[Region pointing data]

────────

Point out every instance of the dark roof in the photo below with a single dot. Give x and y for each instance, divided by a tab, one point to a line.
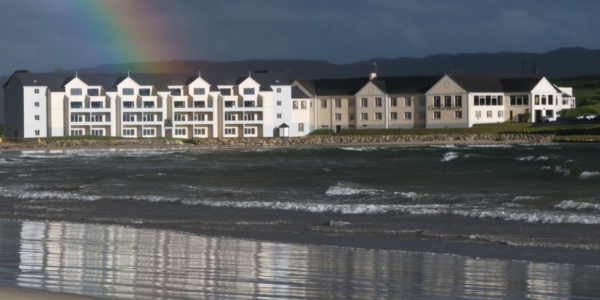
297	93
351	86
496	83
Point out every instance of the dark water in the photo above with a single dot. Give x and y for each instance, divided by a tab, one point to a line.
116	262
519	201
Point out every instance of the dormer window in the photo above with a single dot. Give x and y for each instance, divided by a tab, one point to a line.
93	92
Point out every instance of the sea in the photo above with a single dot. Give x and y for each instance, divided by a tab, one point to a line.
408	221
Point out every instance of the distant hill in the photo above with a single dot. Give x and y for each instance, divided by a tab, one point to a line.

────────

**Exercise prompt**
Type out all the records verbatim, minus images.

**Solution to the exercise**
Point out every instance of the dark roof in the photo below with a single dot. Give x and y for each instance, divided by a tab, one point to a line.
297	93
351	86
496	83
Point out every instance of the dark water in the photo above with a single dot. Give x and y for each instance, divided by a tab, one point to a line.
116	262
519	201
Point out every instance of the dormer window in the photo above with a single dot. Give x and y for each instance, divided by a tab, one point to a line.
93	92
Point out every instance of the sea in the photo above with a single dot. Give x and y for each instance, divided by a tab, one point to a line.
408	221
Point out every instance of the distant hill in the photo above with a single dot. Give x and y for each instance, divided by a tab, one point to a line.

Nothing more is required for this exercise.